[Entries from a dataset]
----------

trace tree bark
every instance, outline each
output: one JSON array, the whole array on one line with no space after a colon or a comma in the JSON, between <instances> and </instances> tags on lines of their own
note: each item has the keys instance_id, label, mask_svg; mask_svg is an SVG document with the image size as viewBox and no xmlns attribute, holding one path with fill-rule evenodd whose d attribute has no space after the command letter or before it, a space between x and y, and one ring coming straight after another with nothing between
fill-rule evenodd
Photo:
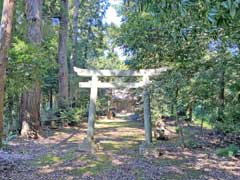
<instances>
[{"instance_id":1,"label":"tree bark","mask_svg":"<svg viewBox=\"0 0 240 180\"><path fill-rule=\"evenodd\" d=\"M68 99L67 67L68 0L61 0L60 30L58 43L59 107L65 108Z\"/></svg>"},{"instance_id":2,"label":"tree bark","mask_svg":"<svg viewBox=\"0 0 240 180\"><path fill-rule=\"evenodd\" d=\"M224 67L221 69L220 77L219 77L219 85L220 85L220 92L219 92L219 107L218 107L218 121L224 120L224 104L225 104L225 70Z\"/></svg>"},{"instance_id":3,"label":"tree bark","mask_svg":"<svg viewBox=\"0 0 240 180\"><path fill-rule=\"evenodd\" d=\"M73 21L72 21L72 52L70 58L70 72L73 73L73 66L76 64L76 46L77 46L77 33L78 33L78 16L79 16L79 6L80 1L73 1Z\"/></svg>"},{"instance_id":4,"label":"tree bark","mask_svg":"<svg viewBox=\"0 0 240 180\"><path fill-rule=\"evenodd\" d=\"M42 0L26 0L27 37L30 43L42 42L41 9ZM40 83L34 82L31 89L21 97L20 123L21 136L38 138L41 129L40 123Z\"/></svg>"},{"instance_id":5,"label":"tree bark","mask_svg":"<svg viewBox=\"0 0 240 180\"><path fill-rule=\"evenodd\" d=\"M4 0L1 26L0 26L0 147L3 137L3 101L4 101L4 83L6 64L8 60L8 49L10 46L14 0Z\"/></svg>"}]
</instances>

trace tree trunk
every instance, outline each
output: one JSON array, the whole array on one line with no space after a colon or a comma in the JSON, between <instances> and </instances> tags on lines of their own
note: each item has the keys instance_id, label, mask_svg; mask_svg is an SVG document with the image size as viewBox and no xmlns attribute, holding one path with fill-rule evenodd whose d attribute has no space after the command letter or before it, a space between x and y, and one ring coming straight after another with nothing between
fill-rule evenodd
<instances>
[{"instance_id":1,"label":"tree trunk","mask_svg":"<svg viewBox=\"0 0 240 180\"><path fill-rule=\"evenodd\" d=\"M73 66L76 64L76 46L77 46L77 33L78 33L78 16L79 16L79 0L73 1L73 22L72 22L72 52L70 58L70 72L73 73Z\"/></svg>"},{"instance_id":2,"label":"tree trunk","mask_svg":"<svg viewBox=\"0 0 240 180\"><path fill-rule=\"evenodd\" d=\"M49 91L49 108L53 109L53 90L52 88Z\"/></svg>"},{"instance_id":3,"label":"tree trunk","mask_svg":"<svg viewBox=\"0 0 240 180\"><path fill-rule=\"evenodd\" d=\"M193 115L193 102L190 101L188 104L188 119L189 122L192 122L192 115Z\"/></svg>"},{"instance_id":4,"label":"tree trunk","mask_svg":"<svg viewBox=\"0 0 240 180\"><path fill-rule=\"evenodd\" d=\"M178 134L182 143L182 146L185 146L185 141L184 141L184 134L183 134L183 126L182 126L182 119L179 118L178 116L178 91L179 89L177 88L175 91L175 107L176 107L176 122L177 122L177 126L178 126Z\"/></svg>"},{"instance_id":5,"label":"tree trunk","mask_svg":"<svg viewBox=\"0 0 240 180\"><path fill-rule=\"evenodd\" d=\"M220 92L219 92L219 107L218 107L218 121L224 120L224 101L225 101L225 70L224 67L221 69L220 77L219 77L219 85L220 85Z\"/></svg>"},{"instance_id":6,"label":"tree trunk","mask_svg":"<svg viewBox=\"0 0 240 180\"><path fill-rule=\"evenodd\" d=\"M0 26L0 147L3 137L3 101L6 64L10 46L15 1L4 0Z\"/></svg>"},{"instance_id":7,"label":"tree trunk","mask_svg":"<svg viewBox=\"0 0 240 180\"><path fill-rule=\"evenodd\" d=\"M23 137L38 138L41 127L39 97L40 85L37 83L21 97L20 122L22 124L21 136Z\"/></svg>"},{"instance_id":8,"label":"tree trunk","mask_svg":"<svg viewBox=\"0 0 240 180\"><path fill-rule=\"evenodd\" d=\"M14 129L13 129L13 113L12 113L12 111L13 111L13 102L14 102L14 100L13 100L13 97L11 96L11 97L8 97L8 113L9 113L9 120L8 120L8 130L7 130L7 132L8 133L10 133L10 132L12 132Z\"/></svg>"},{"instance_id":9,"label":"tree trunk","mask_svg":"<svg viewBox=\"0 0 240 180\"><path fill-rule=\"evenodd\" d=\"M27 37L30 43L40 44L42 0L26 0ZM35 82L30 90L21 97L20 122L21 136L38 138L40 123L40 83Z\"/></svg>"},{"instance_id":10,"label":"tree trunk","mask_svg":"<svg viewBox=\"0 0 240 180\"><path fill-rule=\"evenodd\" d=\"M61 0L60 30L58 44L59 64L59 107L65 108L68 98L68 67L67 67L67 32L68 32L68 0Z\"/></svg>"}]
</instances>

----------

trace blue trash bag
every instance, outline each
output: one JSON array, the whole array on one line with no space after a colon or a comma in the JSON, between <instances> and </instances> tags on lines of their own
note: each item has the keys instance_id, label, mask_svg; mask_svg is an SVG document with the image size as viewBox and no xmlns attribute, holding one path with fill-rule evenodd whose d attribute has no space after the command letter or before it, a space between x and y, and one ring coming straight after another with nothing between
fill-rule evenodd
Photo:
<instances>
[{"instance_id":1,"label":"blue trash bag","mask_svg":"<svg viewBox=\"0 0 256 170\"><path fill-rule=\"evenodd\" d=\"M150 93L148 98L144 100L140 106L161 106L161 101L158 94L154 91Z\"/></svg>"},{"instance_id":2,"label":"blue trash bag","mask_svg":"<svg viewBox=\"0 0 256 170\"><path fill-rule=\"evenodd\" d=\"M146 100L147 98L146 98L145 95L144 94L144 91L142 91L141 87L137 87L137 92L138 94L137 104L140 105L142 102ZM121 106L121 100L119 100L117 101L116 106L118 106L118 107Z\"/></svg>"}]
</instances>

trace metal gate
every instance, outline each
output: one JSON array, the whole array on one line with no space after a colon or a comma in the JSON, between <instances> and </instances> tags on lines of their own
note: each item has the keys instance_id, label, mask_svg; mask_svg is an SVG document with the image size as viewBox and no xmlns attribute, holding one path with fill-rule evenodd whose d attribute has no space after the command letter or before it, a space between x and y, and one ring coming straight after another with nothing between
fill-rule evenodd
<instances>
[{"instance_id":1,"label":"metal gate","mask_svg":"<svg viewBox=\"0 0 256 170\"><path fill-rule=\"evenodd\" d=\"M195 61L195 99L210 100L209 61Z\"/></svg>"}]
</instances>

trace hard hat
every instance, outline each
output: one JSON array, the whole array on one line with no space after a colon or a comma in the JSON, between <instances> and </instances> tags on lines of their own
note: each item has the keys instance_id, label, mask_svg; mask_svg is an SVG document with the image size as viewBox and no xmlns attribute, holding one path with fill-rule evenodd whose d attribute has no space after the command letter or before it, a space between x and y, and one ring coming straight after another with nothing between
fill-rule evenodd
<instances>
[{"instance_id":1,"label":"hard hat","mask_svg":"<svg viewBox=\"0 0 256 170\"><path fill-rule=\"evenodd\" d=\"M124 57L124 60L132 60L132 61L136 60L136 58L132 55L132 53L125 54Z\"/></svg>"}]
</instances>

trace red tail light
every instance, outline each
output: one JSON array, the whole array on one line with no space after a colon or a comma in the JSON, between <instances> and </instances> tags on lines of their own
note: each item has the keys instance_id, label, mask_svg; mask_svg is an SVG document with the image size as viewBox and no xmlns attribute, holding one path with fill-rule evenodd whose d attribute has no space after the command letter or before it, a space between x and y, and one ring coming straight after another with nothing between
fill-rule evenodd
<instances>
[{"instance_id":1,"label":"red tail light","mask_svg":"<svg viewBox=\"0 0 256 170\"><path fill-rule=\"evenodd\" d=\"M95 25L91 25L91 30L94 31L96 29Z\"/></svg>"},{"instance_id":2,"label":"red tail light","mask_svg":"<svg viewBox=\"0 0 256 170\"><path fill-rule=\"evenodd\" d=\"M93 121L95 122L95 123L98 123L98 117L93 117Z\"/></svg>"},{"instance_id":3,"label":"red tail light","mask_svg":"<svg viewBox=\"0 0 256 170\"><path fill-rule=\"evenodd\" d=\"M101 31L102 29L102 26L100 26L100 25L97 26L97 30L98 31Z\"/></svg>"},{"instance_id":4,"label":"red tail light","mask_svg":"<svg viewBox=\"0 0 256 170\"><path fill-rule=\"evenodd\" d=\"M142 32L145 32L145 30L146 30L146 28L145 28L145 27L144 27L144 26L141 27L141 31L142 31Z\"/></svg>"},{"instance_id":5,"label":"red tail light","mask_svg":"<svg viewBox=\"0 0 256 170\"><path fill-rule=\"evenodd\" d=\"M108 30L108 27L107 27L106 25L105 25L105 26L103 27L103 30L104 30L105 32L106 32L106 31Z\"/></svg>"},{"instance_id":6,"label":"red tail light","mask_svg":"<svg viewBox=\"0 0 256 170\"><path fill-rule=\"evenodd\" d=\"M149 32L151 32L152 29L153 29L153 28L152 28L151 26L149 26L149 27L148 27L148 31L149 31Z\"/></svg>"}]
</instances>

----------

§ What is expected:
Please select each line of the data above that contains the word "trace". Case matters.

§ Solution for this exercise:
trace tree bark
trace tree trunk
trace blue trash bag
trace metal gate
trace hard hat
trace red tail light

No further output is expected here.